** start of SUPPLIED TEXT **

# Choosing the proper turnout



## jtutwiler (May 29, 2008)

After having my Mogul for 3 months, I finally have the beginnings of my layout setup in my backyard. I was able to convince my wife that installing a layout wouldnt be the end of the world. Currently I have a single loop that I will now begin to expand from. The size of the loop is about 24 feet wide by 32 feet long with 10 foot radius curves. Can anyone tell me what is the proper turnout number for a 10 foot curve? I have looked around, but havent been able to figure it out. Thanks in advance for any advice.


----------



## leonpete (Jan 4, 2008)

jtutwiler. 
I think that the #6 switch [Aristocraft] is 20' diameter curve. If you meant 10' diameter, then Aristocraft X-Wide switch will work.


----------



## Paul Burch (Jan 2, 2008)

** end of SUPPLIED TEXT **
** start of SUPPLIED MATERIAL **

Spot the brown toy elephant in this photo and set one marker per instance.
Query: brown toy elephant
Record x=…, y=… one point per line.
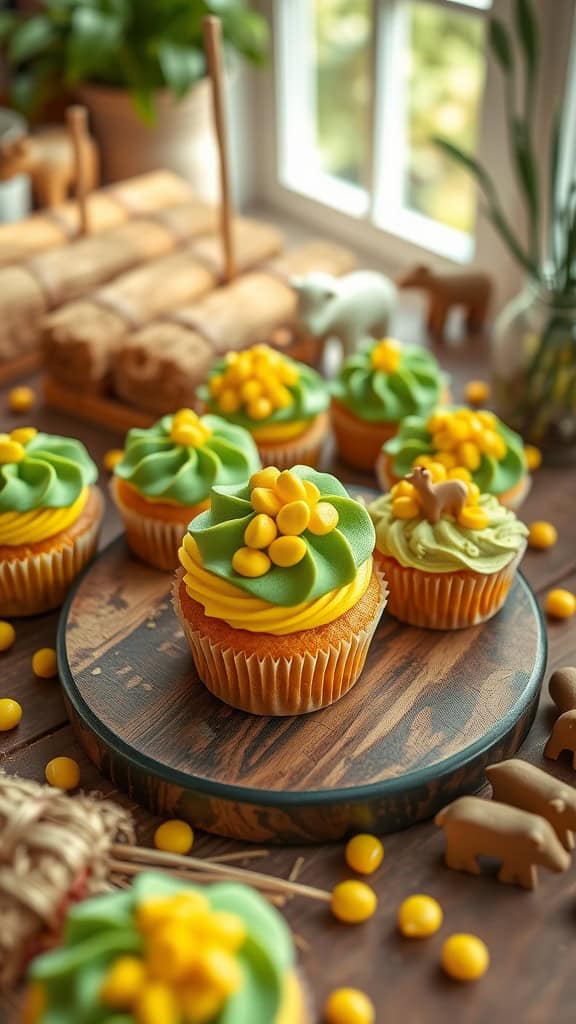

** end of SUPPLIED MATERIAL **

#### [REQUEST A]
In the turnout thread, change "backyard" to "garden" in everything from "## jtutwiler (May" down to "switch will work.".
#### [REQUEST B]
In the turnout thread, what are the width and length of the single loop?
#### [REQUEST C]
Resume the forum thread on choosing a turnout, starting right after its last line.
This data has no connection to the turnout thread.

#### [FINAL RESULT A]
## jtutwiler (May 29, 2008)

After having my Mogul for 3 months, I finally have the beginnings of my layout setup in my garden. I was able to convince my wife that installing a layout wouldnt be the end of the world. Currently I have a single loop that I will now begin to expand from. The size of the loop is about 24 feet wide by 32 feet long with 10 foot radius curves. Can anyone tell me what is the proper turnout number for a 10 foot curve? I have looked around, but havent been able to figure it out. Thanks in advance for any advice.


----------



## leonpete (Jan 4, 2008)

jtutwiler. 
I think that the #6 switch [Aristocraft] is 20' diameter curve. If you meant 10' diameter, then Aristocraft X-Wide switch will work.

#### [FINAL RESULT B]
About 24 feet wide by 32 feet long.

#### [FINAL RESULT C]
For the best operation I would go with the #6 turnouts if at all possible. In the long run you will not regret it.


----------



## Pete Thornton (Jan 2, 2008)

The #6 works out at an effective radius of about 9.5 ft, so it is a good match to a 10' radius curve.


----------



## jtutwiler (May 29, 2008)

Thanks everybody. Looks like I need to get me some #6 switches.


----------



## Gary Armitstead (Jan 2, 2008)

In designing and building my 1/20.3 NG, elevated layout, I definitely took Paul's advice and I'm going with #6 turnouts. You won't regret it.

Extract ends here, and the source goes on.